Exercise
Please state how many lines in the rows below contain the string "cloud". Case counts, and the reply should be the number alone.

## Start Extracted data

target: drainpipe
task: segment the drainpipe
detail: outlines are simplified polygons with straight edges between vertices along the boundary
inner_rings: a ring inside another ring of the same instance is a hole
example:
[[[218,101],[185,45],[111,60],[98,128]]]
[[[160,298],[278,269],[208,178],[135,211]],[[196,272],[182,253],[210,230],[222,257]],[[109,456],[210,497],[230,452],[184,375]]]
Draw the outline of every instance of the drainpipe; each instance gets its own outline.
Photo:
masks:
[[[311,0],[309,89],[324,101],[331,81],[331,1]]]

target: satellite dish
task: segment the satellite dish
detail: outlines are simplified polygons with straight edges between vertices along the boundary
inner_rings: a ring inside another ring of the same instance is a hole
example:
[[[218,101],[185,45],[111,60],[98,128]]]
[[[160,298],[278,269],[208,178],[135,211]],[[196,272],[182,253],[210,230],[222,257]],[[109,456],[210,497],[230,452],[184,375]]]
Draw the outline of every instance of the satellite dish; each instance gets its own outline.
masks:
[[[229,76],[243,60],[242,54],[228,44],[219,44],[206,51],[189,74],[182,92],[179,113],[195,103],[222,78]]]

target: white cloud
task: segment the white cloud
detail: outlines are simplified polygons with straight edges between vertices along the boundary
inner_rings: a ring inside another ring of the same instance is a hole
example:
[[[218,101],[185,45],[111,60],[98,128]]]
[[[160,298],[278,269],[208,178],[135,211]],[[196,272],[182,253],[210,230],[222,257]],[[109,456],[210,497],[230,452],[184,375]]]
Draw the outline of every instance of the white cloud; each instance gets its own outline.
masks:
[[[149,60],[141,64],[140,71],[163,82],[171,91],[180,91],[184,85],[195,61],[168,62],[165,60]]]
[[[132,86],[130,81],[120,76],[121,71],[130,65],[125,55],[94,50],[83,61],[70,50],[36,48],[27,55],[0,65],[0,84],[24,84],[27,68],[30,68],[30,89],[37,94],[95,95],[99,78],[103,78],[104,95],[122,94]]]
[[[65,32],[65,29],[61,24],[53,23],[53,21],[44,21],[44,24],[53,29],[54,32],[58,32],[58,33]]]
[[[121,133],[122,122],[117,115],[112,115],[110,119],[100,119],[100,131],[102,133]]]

## End Extracted data

Written response
3